## Begin Excerpted text
In some embodiments, during the model training processes of the above semantic segmentation model, the adopted loss function may be cross-entropy loss, and is used to update parameters of the semantic segmentation model, and the optimizer may be an Adam (Adaptive moment estimation) optimizer. Moreover, when the IOU (Intersection over Union) between the ground prediction result of the semantic segmentation model obtained by training and the real ground is the largest, it is determined that the training is completed.
For the step S23 above, the ground segmentation result of the image is determined based on the initial segmentation result and the current accumulation map.
In some embodiments, after the initial segmentation result of the image is obtained, the initial segmentation result is optimized based on the initial segmentation result and the ground segmentation result of the previous image, to obtain the ground segmentation result of the image, to thereby improve the stability of the obtained ground segmentation result.
In some embodiments, when the ground segmentation result of the image has not been obtained, the image collection equipment displays the image obtained by performing AR rendering on the ground segmentation result of the previous image, and the ground segmentation result of the previous image can be called the current accumulation map.
## End Excerpted text
## Begin Extracted information
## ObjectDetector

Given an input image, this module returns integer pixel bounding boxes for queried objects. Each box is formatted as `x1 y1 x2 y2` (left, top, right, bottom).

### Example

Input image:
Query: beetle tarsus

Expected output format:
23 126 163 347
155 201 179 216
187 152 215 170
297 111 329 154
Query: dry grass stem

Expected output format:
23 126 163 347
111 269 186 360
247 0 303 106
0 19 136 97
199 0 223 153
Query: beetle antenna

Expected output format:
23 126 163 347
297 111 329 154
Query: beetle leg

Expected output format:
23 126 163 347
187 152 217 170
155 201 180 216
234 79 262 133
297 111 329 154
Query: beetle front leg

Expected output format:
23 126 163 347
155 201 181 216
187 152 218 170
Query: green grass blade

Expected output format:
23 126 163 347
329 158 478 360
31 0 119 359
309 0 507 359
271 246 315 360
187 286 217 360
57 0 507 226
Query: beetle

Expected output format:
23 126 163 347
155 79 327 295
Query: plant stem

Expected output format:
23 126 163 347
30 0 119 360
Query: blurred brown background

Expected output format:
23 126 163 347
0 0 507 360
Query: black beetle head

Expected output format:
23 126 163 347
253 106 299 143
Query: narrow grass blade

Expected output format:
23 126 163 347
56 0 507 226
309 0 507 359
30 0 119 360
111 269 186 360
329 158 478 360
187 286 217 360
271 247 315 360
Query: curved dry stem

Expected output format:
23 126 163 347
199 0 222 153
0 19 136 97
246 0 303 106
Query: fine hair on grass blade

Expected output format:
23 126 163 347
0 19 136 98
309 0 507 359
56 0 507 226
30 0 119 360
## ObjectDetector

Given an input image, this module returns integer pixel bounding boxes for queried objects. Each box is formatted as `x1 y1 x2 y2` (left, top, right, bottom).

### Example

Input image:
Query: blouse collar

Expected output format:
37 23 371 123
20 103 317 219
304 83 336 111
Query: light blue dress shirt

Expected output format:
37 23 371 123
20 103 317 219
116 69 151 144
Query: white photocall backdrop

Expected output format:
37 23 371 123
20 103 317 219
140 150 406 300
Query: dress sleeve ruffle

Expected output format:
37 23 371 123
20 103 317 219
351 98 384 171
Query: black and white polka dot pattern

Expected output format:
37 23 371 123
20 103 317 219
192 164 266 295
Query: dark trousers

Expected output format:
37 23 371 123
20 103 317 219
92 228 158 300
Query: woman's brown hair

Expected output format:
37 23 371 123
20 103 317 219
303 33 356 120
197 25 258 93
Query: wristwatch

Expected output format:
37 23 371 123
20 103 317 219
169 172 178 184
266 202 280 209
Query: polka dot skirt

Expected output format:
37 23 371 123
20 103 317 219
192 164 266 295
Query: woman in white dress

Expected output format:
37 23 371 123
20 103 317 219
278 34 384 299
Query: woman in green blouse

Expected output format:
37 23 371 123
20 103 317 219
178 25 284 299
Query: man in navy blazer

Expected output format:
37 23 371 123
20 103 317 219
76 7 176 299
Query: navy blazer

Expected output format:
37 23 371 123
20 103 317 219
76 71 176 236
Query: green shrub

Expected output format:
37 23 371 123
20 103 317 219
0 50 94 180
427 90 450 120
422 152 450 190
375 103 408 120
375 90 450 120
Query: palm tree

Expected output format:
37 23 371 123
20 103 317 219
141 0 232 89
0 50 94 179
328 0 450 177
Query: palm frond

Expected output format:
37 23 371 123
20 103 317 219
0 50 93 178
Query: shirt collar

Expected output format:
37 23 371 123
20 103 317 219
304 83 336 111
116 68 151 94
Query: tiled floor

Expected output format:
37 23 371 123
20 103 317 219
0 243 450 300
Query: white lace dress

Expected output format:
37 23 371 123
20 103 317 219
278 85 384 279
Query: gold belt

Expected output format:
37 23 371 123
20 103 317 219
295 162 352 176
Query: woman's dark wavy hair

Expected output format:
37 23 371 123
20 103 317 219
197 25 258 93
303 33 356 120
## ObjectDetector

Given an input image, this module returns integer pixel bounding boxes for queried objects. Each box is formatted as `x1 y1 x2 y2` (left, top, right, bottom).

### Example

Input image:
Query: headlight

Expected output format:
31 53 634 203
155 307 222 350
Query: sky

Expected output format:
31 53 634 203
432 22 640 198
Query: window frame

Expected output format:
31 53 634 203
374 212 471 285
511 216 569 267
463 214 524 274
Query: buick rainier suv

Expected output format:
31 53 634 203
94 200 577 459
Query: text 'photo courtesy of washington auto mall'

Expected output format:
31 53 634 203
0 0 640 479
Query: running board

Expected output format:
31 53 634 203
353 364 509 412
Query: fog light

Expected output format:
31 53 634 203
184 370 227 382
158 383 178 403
## End Extracted information
**Required work**
Please reproduce the entire ground segmentation text word for word. Work from the ground segmentation text alone.

**Full response**
In some embodiments, during the model training processes of the above semantic segmentation model, the adopted loss function may be cross-entropy loss, and is used to update parameters of the semantic segmentation model, and the optimizer may be an Adam (Adaptive moment estimation) optimizer. Moreover, when the IOU (Intersection over Union) between the ground prediction result of the semantic segmentation model obtained by training and the real ground is the largest, it is determined that the training is completed.
For the step S23 above, the ground segmentation result of the image is determined based on the initial segmentation result and the current accumulation map.
In some embodiments, after the initial segmentation result of the image is obtained, the initial segmentation result is optimized based on the initial segmentation result and the ground segmentation result of the previous image, to obtain the ground segmentation result of the image, to thereby improve the stability of the obtained ground segmentation result.
In some embodiments, when the ground segmentation result of the image has not been obtained, the image collection equipment displays the image obtained by performing AR rendering on the ground segmentation result of the previous image, and the ground segmentation result of the previous image can be called the current accumulation map.